## Exercise aim
Using the listing below, copy every line that mentions "frame".

## The data

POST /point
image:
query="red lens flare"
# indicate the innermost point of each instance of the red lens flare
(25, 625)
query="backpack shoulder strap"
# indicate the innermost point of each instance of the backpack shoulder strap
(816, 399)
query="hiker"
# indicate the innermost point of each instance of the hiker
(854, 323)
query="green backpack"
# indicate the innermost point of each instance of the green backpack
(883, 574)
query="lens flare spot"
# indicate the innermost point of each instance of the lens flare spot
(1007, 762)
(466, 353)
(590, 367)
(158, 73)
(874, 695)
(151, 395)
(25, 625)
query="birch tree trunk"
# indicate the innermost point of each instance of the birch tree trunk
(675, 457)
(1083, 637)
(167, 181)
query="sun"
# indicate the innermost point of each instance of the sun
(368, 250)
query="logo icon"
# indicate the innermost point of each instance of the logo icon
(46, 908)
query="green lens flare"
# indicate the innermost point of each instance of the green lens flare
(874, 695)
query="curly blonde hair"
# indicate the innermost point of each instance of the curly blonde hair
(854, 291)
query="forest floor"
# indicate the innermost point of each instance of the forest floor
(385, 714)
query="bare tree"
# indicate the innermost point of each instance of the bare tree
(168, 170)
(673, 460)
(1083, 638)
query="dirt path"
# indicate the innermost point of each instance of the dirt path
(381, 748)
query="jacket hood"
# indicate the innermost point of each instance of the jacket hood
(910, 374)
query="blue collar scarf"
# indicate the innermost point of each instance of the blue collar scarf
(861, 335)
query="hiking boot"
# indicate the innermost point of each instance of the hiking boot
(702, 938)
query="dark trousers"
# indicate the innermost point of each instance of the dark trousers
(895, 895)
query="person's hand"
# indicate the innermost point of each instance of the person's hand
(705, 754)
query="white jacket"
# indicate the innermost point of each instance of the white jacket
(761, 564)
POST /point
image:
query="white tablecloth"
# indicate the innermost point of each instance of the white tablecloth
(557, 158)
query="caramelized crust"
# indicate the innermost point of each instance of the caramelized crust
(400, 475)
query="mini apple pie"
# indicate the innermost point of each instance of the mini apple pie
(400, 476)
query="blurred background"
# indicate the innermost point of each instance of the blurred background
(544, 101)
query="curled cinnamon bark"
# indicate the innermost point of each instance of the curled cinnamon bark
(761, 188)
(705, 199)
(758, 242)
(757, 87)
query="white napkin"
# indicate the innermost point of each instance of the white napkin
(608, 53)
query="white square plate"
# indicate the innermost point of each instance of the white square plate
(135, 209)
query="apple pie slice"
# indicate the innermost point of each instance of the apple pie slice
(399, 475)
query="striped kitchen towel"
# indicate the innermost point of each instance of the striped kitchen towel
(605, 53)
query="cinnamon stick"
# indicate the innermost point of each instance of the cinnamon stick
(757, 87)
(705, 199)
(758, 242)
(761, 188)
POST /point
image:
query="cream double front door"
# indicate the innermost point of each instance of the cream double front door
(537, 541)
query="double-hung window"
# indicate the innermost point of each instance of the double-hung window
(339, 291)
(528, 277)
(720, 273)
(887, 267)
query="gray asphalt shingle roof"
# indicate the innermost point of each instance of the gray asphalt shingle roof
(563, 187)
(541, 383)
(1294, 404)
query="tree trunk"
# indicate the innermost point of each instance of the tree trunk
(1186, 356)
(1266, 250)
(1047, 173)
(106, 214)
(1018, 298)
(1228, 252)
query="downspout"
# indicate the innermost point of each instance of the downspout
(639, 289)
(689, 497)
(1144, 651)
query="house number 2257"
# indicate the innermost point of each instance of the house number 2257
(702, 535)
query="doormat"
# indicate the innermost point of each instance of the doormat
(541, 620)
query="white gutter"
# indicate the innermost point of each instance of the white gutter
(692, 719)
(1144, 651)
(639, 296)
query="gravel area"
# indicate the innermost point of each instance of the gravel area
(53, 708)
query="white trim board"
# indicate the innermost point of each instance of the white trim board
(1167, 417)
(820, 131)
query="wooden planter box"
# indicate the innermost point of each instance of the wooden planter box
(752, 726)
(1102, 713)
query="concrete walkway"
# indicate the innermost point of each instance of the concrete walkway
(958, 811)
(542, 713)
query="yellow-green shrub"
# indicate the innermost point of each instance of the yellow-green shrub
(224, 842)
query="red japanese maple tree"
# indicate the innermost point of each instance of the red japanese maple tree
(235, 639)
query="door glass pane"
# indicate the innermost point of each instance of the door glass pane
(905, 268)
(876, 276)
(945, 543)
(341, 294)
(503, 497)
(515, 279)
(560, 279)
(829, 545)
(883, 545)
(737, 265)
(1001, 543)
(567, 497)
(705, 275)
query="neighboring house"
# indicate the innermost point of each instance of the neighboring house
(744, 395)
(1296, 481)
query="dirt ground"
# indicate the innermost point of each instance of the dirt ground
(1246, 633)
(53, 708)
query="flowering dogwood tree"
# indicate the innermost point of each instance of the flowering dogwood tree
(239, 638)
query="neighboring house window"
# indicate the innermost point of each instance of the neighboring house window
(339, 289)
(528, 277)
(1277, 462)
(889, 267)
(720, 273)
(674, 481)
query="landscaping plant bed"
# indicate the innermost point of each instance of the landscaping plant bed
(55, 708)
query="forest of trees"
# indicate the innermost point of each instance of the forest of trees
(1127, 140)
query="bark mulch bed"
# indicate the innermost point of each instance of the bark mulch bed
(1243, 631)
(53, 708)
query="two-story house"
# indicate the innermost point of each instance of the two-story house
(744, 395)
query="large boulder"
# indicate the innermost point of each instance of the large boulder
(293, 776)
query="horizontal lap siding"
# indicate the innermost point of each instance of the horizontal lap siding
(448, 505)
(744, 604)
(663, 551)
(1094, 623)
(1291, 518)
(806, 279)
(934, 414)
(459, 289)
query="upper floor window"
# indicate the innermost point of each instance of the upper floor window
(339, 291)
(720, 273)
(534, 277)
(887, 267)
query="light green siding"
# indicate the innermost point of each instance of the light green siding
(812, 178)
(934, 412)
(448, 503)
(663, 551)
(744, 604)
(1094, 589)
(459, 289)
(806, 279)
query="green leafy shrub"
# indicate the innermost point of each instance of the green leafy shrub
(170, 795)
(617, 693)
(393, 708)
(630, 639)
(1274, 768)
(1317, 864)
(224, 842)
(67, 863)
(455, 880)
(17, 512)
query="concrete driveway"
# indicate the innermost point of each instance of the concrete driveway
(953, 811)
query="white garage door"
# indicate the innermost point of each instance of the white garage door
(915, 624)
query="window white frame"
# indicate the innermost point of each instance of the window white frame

## Answer to the problem
query="window white frame"
# indicate the innermost point of each instance of the window white frame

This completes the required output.